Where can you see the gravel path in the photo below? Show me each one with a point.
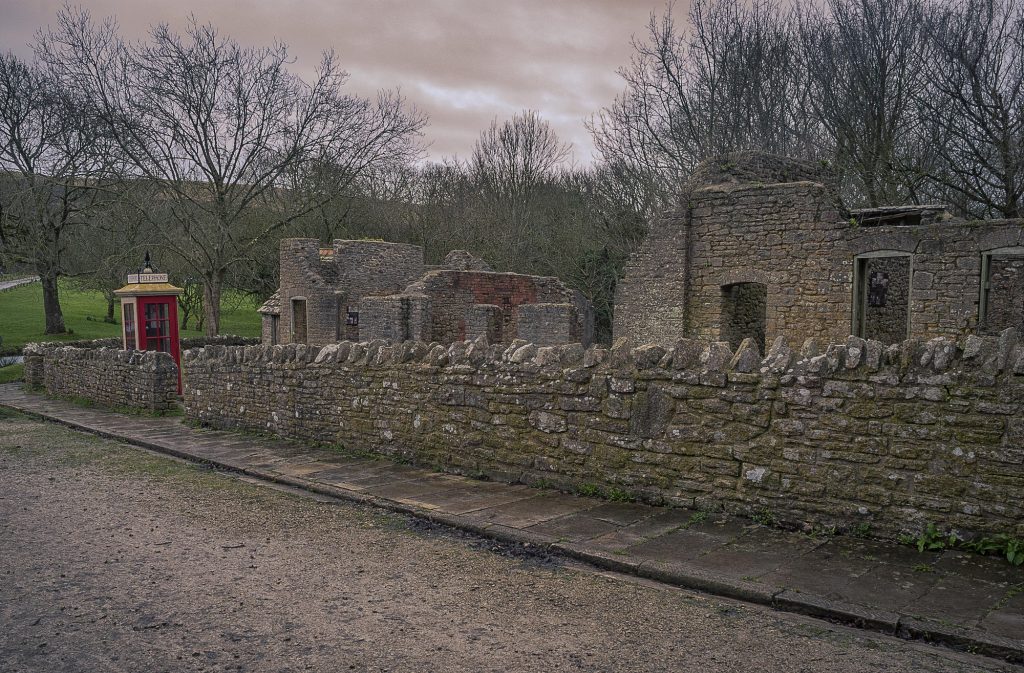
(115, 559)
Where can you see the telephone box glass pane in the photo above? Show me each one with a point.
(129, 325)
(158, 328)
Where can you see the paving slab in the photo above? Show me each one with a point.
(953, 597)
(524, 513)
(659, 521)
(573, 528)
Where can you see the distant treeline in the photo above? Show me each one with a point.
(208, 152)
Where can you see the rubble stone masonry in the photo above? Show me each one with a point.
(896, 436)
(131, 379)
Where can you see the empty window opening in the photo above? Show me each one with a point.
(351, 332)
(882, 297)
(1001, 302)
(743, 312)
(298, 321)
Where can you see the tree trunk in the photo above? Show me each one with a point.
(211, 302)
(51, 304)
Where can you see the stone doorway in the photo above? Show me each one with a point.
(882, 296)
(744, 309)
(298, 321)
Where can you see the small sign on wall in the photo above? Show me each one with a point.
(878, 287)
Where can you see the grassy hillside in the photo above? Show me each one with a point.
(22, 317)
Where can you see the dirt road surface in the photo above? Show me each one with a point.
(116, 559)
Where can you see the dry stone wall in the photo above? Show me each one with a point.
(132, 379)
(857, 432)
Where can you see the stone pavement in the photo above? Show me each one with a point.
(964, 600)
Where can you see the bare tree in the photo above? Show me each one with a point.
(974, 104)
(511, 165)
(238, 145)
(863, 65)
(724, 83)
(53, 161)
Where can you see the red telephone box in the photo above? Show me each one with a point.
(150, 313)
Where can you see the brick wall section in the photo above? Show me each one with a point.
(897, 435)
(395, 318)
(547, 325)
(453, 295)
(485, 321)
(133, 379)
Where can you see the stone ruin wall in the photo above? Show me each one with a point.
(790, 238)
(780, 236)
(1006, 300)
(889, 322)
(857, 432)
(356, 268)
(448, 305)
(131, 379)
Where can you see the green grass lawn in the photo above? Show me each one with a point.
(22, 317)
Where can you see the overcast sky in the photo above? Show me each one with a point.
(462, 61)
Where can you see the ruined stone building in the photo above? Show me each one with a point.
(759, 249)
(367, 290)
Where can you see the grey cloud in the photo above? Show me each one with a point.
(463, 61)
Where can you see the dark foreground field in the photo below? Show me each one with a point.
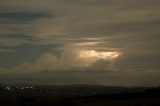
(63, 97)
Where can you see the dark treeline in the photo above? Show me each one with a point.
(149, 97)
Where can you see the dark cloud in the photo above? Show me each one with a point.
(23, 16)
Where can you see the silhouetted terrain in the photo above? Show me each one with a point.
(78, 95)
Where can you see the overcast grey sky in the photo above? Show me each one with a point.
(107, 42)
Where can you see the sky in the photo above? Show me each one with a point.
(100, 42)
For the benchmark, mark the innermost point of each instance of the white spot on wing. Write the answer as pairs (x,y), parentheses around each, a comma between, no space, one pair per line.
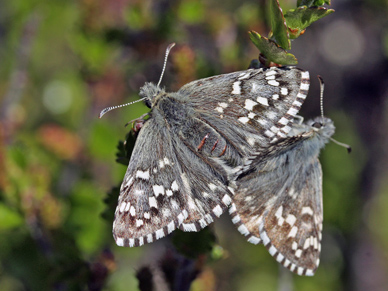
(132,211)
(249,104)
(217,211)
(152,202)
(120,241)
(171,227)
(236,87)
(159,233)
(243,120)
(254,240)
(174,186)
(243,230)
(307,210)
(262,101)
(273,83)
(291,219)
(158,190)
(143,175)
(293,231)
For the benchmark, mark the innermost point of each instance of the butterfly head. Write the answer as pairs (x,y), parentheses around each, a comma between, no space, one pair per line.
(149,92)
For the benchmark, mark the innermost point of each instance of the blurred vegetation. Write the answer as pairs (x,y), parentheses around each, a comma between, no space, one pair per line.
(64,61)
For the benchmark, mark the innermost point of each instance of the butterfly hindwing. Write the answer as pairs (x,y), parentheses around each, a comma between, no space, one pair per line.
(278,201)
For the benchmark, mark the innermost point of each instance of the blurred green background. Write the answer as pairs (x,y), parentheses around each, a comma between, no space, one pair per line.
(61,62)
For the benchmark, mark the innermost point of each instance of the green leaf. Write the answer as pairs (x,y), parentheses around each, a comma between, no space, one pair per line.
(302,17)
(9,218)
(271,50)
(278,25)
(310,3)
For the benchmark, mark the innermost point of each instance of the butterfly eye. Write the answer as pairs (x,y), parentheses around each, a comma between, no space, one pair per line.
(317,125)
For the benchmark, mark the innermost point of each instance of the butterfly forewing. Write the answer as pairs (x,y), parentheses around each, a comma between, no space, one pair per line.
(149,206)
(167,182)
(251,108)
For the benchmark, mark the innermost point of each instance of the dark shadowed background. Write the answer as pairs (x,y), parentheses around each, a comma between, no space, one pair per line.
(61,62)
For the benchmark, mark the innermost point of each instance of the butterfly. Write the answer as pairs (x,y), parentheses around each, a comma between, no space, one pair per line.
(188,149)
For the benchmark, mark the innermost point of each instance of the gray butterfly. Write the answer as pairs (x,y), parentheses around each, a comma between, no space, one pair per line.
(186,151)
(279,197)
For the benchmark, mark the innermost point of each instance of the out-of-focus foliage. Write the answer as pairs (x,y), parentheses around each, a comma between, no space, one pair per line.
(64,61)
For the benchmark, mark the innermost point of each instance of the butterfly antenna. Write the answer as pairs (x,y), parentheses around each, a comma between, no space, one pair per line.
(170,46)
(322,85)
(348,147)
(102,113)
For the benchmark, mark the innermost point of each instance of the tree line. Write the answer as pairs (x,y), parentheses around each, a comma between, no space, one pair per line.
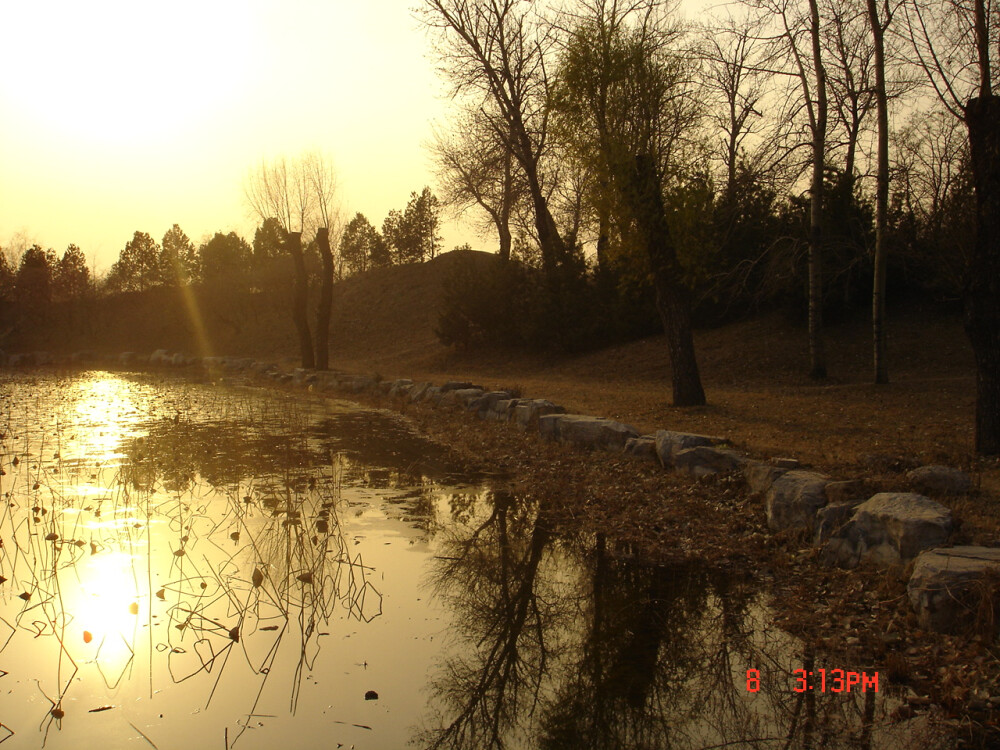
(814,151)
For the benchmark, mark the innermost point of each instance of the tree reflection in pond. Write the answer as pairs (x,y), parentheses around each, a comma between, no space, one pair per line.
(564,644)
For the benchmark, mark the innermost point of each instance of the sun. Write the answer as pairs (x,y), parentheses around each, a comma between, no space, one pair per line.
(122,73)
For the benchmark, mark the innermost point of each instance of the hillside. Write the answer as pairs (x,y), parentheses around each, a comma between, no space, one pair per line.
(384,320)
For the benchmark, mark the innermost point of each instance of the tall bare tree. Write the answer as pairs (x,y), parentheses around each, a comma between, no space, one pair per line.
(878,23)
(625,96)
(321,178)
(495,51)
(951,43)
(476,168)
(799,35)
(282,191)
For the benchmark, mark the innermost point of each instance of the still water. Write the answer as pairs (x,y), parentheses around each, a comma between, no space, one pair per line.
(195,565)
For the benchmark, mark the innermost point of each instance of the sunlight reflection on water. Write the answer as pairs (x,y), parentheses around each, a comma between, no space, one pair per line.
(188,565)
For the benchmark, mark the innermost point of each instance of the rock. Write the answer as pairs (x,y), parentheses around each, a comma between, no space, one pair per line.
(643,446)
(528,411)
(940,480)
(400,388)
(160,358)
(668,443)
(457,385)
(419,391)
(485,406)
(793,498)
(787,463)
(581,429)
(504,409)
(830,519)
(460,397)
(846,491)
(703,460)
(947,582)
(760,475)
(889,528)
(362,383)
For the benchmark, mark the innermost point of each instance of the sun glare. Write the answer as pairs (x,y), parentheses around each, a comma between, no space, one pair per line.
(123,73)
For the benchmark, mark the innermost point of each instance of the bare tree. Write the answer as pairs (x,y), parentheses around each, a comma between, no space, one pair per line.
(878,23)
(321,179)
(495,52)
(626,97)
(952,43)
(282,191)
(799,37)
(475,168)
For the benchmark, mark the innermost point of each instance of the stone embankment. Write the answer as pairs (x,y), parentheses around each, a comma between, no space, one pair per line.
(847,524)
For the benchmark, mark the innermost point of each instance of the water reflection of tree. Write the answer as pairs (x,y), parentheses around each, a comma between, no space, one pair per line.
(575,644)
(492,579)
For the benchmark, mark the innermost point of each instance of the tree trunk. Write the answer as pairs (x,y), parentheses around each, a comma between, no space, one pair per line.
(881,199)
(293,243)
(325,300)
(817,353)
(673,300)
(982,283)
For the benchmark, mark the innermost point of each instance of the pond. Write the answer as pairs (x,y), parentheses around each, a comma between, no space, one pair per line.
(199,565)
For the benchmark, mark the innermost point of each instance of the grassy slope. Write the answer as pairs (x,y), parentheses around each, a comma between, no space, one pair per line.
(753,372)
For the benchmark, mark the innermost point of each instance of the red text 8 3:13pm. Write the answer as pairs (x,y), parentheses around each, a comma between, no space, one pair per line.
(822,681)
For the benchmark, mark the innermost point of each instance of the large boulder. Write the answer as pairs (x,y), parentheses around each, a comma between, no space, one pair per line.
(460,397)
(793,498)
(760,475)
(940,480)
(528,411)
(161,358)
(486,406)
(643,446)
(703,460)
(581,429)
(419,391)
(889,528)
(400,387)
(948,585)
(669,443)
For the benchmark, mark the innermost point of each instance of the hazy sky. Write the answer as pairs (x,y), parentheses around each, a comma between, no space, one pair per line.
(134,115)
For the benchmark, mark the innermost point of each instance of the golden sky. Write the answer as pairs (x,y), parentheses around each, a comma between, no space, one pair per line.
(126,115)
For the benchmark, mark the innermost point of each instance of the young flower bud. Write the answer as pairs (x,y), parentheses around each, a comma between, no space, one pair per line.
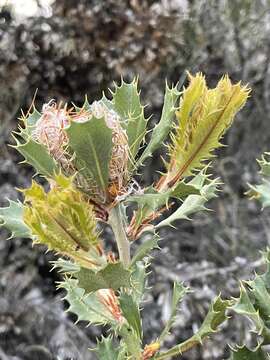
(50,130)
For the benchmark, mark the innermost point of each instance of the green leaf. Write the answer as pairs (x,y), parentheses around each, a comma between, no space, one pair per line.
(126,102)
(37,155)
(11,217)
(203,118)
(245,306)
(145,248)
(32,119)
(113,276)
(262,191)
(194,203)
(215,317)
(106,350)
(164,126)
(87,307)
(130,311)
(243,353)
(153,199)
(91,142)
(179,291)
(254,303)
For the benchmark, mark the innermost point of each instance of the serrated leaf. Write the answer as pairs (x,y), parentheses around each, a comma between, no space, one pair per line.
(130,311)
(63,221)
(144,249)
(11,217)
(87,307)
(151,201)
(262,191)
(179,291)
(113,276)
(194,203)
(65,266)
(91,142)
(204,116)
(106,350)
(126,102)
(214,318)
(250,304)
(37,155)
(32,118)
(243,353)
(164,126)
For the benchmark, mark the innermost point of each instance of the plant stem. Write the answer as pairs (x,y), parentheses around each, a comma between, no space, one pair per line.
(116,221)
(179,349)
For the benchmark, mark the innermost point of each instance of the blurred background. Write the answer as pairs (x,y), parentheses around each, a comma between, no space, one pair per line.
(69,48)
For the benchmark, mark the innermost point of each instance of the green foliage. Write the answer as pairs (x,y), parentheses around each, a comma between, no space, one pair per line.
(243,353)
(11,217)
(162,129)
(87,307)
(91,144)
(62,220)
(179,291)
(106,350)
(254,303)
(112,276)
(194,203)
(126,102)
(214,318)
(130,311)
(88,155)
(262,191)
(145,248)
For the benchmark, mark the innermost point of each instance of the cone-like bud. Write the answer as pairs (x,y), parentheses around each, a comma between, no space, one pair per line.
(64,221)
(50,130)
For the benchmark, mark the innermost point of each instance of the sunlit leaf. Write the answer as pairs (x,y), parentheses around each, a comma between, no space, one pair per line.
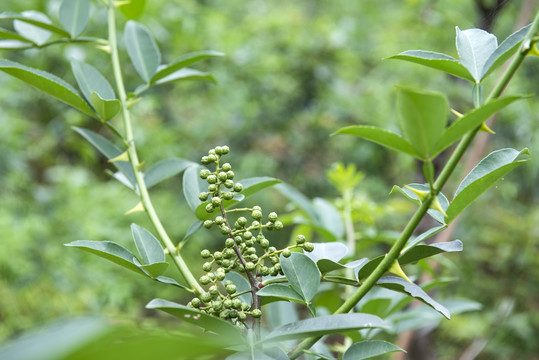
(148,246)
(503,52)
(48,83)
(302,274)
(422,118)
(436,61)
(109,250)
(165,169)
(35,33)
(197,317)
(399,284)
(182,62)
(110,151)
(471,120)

....................

GOAL —
Beginning at the line that contains "of the young", retype each line of the data above through the very last one. Do not retype the pictures.

ANSWER —
For the benchmark, mark the innermost point of each instance of the young flower bud. Write the answer as pairs (x,y), parentheses around each, a comma between, no space, one pair per line.
(50,130)
For the benchmark, mark the innermost point of each instance of the green leaf. Write the answer as pairs (x,y), parentheses around each, a comma between, no space, one pair per line.
(126,102)
(37,155)
(11,217)
(203,118)
(245,306)
(145,248)
(32,119)
(113,276)
(262,191)
(194,203)
(215,317)
(106,350)
(164,126)
(87,307)
(130,311)
(243,353)
(153,199)
(91,142)
(179,291)
(254,303)
For the benchmark, mark the innermost point of each instance of the serrated leaf. Write the answer as pairs (x,y), parentheses around each, a comma between, no space, one pair per line.
(130,311)
(63,221)
(144,249)
(11,217)
(87,307)
(151,201)
(262,191)
(179,291)
(113,276)
(194,203)
(65,266)
(91,142)
(204,116)
(106,350)
(126,102)
(214,318)
(250,304)
(37,155)
(32,118)
(243,353)
(164,126)
For the benchmark, mark the innermost point of each instance of the plant stem. Write the answer as pairs (x,y), parentheses around each, a comma between, no space, one pair per line.
(116,221)
(179,349)
For the benchmark, mark the innermost point of each instance of the blurred background. Write the answer as pairs (x,y), parentheses around each, a comma between, no space, one pair per line.
(69,48)
For the benchmark, mark the innermost point of each instance of the green foliage. Write the answer as pairs (x,y), parentheses around each, a comma between, no space, one pair per line.
(243,353)
(11,217)
(162,129)
(87,307)
(91,144)
(62,220)
(179,291)
(106,350)
(254,303)
(112,276)
(194,203)
(126,102)
(214,318)
(130,311)
(88,155)
(262,191)
(145,248)
For the benchmark, mark the innermost point of each instance of the cone-like bud. Write the answer as pairs (x,y), parentheses around each, a comma between, no space, one pair per line.
(64,221)
(50,130)
For the benchmark, mark the innermost point of each instance of the sunlit leaf. Write the answer as pairs (x,y), parentheses around each, a comma between, no space, one pair per line.
(148,246)
(503,52)
(48,83)
(302,274)
(422,118)
(436,61)
(109,250)
(165,169)
(35,33)
(197,317)
(399,284)
(182,62)
(110,151)
(471,120)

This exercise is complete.